>> BEGIN
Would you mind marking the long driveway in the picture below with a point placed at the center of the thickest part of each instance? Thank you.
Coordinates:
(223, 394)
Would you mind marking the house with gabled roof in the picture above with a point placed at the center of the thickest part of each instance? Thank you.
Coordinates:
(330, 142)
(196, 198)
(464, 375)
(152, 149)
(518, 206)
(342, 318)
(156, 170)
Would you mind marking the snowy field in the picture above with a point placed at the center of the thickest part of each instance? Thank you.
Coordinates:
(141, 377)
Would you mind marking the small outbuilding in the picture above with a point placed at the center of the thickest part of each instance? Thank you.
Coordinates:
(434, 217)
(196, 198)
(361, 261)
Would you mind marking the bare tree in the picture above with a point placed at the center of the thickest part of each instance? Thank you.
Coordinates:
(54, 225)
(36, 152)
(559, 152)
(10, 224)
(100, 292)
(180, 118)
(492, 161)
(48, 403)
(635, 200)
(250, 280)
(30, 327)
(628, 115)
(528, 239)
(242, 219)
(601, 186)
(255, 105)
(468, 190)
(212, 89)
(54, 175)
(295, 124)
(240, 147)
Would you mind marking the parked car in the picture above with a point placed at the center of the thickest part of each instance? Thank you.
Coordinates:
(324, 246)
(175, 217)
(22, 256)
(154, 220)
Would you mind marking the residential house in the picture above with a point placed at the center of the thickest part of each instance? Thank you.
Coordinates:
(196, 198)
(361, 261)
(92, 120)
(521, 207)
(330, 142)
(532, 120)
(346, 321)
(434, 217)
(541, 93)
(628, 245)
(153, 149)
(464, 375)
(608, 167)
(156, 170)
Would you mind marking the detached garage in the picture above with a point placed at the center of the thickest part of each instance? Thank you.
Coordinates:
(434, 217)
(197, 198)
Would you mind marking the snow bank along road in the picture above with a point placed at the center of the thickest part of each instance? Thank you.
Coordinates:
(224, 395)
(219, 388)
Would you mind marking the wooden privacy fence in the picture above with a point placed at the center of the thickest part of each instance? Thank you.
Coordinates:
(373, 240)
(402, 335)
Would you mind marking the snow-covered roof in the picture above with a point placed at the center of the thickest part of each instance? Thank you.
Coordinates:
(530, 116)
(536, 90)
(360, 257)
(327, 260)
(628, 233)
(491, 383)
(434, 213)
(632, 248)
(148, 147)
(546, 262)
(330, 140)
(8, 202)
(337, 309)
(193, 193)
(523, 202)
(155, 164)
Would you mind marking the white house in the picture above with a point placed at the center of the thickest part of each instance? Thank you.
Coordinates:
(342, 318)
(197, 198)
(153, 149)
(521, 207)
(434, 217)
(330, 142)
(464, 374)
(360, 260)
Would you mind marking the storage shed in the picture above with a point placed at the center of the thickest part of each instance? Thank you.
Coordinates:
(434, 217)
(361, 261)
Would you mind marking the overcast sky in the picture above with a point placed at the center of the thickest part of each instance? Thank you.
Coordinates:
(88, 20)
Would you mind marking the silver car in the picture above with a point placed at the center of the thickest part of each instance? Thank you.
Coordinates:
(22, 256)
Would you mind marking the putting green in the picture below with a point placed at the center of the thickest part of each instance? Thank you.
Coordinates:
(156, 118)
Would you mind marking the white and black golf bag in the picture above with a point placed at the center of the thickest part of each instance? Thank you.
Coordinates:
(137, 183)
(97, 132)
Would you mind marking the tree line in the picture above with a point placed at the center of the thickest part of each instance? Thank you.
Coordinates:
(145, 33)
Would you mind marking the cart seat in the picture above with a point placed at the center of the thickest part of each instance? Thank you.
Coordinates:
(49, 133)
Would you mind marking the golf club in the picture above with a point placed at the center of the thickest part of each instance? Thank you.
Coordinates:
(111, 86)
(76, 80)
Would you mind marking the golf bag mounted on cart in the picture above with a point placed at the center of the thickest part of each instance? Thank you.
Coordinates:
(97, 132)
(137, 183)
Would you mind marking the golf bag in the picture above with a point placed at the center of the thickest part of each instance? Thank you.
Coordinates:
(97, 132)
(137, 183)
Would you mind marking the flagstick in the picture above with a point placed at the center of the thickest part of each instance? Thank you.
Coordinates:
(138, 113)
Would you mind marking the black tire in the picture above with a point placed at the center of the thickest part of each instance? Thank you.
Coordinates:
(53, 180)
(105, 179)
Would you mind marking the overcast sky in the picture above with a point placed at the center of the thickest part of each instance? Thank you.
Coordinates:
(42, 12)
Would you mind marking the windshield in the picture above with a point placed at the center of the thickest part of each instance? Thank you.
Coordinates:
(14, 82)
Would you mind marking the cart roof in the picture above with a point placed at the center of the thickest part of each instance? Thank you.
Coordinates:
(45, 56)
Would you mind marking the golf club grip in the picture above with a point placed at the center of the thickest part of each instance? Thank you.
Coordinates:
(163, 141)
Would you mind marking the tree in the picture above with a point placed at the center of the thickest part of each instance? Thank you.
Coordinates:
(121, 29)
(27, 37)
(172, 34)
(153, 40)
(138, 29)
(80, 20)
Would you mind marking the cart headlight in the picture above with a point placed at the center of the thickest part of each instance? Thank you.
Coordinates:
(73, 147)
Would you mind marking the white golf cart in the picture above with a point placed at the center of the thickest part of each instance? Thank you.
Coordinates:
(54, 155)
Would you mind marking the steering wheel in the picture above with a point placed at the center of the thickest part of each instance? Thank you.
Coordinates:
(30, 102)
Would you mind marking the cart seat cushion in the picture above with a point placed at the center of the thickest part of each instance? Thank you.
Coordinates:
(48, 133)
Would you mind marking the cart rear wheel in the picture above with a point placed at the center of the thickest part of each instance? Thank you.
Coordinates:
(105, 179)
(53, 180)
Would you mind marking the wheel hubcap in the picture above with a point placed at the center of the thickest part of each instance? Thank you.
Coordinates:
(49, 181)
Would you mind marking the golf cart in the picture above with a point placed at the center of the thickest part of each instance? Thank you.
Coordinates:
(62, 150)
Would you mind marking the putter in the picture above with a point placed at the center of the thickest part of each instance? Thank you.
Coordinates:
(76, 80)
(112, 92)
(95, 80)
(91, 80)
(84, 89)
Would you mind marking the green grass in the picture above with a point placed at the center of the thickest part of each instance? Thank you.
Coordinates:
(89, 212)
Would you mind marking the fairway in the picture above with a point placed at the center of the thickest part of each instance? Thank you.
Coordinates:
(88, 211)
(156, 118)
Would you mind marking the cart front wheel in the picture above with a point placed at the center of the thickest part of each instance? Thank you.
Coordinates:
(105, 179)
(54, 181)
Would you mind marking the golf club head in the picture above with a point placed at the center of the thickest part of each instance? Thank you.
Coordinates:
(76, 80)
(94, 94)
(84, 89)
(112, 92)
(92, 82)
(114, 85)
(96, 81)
>> END
Your task is to reproduce the whole listing exactly.

Answer to this problem =>
Would you mind marking the long driveway in the picture below with a point placed at the center of the thickest part of each instance? Thank you.
Coordinates:
(223, 394)
Would you mind marking the house with gabled roof in the picture above with a point placed at the center of the thickest part of each instance? Thank you.
Coordinates:
(330, 142)
(196, 198)
(464, 375)
(152, 149)
(518, 206)
(342, 318)
(156, 170)
Would you mind marking the snowy field in the picture above with a point placed at the center of the thickest part of each instance? Thank you.
Coordinates:
(141, 377)
Would you mind marking the small outbuilding in the picture above with a point placed at the center of the thickest part of each instance? Thank you.
Coordinates:
(434, 217)
(196, 198)
(361, 261)
Would you mind marking the bare tree in the picture above with a point placed at the center of the thickest part of each instance? Thank you.
Coordinates:
(54, 225)
(36, 152)
(559, 152)
(10, 224)
(100, 292)
(180, 118)
(492, 161)
(48, 403)
(635, 200)
(250, 280)
(30, 327)
(628, 115)
(528, 239)
(242, 219)
(601, 186)
(255, 105)
(468, 190)
(212, 89)
(54, 175)
(295, 124)
(240, 147)
Would you mind marking the parked car in the picture above with a point placed at the center of the thickest part of each instance? Thank you.
Coordinates:
(324, 246)
(175, 217)
(22, 256)
(154, 220)
Would you mind marking the residential house in the picture above with a point placed at the center of the thickest part of each instance? Thank you.
Coordinates:
(196, 198)
(361, 261)
(92, 120)
(521, 207)
(330, 142)
(532, 120)
(346, 321)
(434, 217)
(541, 93)
(628, 245)
(153, 149)
(464, 375)
(608, 167)
(156, 170)
Would you mind marking the detached garage in the picture above with a point placed at the center of the thickest part of each instance? Thank you.
Coordinates:
(434, 217)
(197, 198)
Would you mind marking the snow bank along road in the picture above with a point placed at the center of the thickest part of each instance? Thank you.
Coordinates:
(224, 395)
(219, 388)
Would you mind marking the wooden privacy fence in the picture above with a point placed at the center of the thickest part of each instance? Thank you.
Coordinates:
(373, 240)
(402, 335)
Would you mind marking the snow-covered roof in the picture above with a point placed at the center of the thickest part of each instance? Thank you.
Coordinates:
(530, 116)
(536, 90)
(360, 257)
(327, 260)
(628, 233)
(491, 383)
(434, 213)
(632, 248)
(148, 147)
(546, 262)
(330, 140)
(8, 202)
(337, 309)
(193, 193)
(523, 202)
(155, 164)
Would you mind marking the white house in the picture above with a point placed at the center of the thickest part of each instance? Thank you.
Coordinates:
(342, 318)
(197, 198)
(153, 149)
(521, 207)
(434, 217)
(330, 142)
(464, 374)
(360, 260)
Would you mind marking the storage shed in the picture above with a point placed at the center of the thickest part of each instance? Thank you.
Coordinates:
(434, 217)
(361, 261)
Would you mind marking the overcast sky in the picture above with a point placed at the center of the thickest part of each instance? Thank you.
Coordinates:
(88, 20)
Would you mind marking the silver car in the picture above with a point placed at the center of the thickest part of each instance? Thank you.
Coordinates:
(22, 256)
Would you mind marking the putting green in the picture below with a point placed at the center of the thickest part of each instance? Thank you.
Coordinates:
(156, 118)
Would you mind marking the white and black golf bag in the picture above with a point placed at the center of the thickest part of each instance? Thank you.
Coordinates:
(137, 183)
(97, 132)
Would you mind marking the tree line in the picture above with a point placed at the center of the thickest part of each instance? Thank you.
Coordinates:
(145, 33)
Would you mind marking the cart seat in the picture above with a point placed at the center of the thickest part of each instance? Thank you.
Coordinates:
(49, 133)
Would you mind marking the golf club in the picture above with a point placed at the center of the thickest part of each instance? Thank you.
Coordinates:
(111, 86)
(76, 80)
Would you mind marking the golf bag mounted on cart in the picture above with a point placed at the center of the thickest part of each instance? Thank you.
Coordinates:
(97, 132)
(137, 183)
Would you mind marking the golf bag in the picture above with a point placed at the center of the thickest part of each instance? Thank you.
Coordinates:
(97, 132)
(137, 183)
Would you mind marking the flagstick in the picture above with a point placed at the center of the thickest part of each instance? Thank you.
Coordinates:
(138, 113)
Would you mind marking the black tire in the picture above with a point placed at the center of the thickest part of each instance? Thank you.
Coordinates:
(53, 180)
(105, 179)
Would you mind marking the overcast sky in the picture above with a point placed at the center of the thickest part of each instance? Thank you.
Coordinates:
(42, 12)
Would you mind marking the windshield in the picture above with a point placed at the center of the thickest part of each instance? Thank you.
Coordinates:
(14, 82)
Would you mind marking the cart roof in the picture above with a point placed at the center of the thickest part of each instance? Thank you.
Coordinates:
(45, 56)
Would you mind marking the golf club grip in the picture above with a point placed at the center of the thickest part of each instance? Thank you.
Coordinates:
(163, 141)
Would you mind marking the tree in the picture above with a point placed at the center of the thickest part of each instance? Thank you.
Coordinates:
(121, 29)
(27, 37)
(172, 34)
(153, 40)
(138, 29)
(80, 20)
Would you mind marking the cart headlight in the picture above with a point placed at the center of the thickest part of each instance? Thank you.
Coordinates:
(73, 147)
Would you mind marking the white golf cart in the picture above with a point placed at the center of the thickest part of each instance? Thank you.
Coordinates:
(54, 155)
Would you mind marking the steering wheel in the picture above with a point placed at the center of the thickest part of each instance? Thank you.
Coordinates:
(30, 102)
Would you mind marking the cart seat cushion in the picture above with a point placed at the center of the thickest part of each instance? Thank you.
Coordinates:
(48, 133)
Would you mind marking the cart rear wheel in the picture above with a point placed at the center of the thickest part of each instance? Thank you.
Coordinates:
(105, 179)
(53, 180)
Would you mind marking the wheel hubcap in the picture above with a point placed at the center of the thickest part of each instance? Thank you.
Coordinates:
(49, 181)
Would you mind marking the golf cart in the picture above with a point placed at the center of the thickest part of each instance? Thank you.
Coordinates:
(62, 150)
Would you mind marking the putter in the picture above with a point placed at the center of the thickest part of each instance? Thank you.
Coordinates:
(76, 80)
(112, 92)
(95, 80)
(91, 80)
(84, 89)
Would you mind marking the green grass in the picture above with a point placed at the center of the thickest part of each instance? Thank you.
Coordinates:
(89, 212)
Would you mind marking the fairway in the picture above with a point placed at the center of the thickest part of each instance? Thank you.
Coordinates:
(88, 211)
(156, 118)
Would you mind marking the cart front wheel in the picture above with a point placed at the center of the thickest part of each instance? Thank you.
Coordinates:
(105, 179)
(54, 181)
Would you mind marking the golf club head in the picture above with a point placed at the center of the thickest part of each instance? Thank you.
Coordinates:
(76, 80)
(94, 94)
(84, 89)
(112, 92)
(92, 82)
(114, 85)
(96, 81)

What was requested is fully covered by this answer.